**Written exercise:** Which lines in the records below contain the word "bundle", with case counted? Copy out every such line.

===

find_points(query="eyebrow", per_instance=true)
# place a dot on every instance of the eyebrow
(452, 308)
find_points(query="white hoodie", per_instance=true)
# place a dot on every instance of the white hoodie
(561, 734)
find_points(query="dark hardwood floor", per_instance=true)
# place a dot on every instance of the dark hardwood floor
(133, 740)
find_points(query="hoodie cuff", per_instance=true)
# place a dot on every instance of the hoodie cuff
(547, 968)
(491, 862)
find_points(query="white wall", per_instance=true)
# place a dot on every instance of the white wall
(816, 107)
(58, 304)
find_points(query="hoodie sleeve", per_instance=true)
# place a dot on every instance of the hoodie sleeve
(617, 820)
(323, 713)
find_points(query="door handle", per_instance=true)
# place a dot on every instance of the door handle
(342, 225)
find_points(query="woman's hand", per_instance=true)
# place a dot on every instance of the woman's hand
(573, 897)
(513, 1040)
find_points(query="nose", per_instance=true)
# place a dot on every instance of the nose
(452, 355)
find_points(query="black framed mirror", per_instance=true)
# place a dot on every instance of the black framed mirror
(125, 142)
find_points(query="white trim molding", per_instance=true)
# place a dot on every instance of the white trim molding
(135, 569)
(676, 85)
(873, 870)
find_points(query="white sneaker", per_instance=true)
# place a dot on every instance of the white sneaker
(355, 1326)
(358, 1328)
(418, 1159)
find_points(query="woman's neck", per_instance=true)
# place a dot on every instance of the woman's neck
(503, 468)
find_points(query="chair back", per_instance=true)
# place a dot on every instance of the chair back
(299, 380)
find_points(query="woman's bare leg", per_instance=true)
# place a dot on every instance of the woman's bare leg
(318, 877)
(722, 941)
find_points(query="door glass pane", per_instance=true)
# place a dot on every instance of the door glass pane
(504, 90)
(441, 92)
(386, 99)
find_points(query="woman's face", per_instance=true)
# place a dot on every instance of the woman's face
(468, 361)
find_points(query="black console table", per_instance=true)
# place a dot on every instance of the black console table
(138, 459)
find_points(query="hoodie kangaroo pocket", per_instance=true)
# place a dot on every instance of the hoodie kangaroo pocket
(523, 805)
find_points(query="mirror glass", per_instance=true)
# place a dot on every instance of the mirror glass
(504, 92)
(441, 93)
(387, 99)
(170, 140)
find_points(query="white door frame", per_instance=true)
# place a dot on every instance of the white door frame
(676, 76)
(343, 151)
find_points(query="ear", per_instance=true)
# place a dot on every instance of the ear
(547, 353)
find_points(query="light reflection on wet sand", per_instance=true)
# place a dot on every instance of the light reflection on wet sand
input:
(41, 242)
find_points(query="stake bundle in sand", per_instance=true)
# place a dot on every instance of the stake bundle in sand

===

**Result:**
find_points(query="stake bundle in sand", per_instance=true)
# place a dot on every instance of the stake bundle in sand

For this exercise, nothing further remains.